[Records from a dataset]
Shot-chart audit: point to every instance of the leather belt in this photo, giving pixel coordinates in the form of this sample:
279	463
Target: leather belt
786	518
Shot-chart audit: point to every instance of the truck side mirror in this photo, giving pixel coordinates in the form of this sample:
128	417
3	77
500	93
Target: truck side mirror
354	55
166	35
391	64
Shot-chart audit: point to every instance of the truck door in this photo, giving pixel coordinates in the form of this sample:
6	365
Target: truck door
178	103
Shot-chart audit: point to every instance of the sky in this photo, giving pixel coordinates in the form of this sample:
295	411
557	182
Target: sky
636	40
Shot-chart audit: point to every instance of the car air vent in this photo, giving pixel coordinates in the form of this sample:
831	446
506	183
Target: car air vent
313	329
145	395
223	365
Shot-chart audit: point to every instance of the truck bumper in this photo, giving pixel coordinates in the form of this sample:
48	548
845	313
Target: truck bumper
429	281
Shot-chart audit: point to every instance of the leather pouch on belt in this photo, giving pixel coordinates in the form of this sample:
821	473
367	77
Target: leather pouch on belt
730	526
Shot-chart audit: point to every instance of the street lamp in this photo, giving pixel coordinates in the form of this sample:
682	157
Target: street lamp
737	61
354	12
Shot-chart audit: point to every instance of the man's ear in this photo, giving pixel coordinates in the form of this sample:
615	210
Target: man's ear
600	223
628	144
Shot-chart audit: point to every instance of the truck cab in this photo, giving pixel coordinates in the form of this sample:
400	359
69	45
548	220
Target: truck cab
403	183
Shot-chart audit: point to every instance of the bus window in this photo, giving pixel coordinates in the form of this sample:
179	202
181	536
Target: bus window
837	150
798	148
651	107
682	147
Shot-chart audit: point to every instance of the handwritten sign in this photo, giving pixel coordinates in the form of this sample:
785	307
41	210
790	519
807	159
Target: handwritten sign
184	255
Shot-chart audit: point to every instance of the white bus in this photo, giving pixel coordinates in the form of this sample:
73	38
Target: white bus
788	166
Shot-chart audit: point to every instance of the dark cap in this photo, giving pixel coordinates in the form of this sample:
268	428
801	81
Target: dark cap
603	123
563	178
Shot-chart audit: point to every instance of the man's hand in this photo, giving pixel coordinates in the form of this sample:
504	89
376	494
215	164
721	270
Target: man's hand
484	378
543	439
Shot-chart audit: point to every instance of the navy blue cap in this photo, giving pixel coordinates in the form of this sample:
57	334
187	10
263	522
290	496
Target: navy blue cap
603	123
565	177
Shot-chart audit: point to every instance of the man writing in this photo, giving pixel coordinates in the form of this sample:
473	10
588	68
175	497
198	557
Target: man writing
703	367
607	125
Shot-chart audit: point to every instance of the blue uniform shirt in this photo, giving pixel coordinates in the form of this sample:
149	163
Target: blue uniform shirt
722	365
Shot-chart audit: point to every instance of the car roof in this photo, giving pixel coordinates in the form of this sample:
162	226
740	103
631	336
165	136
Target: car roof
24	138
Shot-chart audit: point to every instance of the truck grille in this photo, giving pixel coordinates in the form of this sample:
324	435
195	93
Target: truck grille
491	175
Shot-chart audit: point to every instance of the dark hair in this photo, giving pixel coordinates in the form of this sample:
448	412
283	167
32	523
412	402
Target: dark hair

■ Required work ■
In the lines above, find each one with "hair" and list it.

■ The completed task ■
Shot-chart audit: point to every instance of the dark hair in this photo, giving pixel coordinates in the form of this sample:
Target: dark hair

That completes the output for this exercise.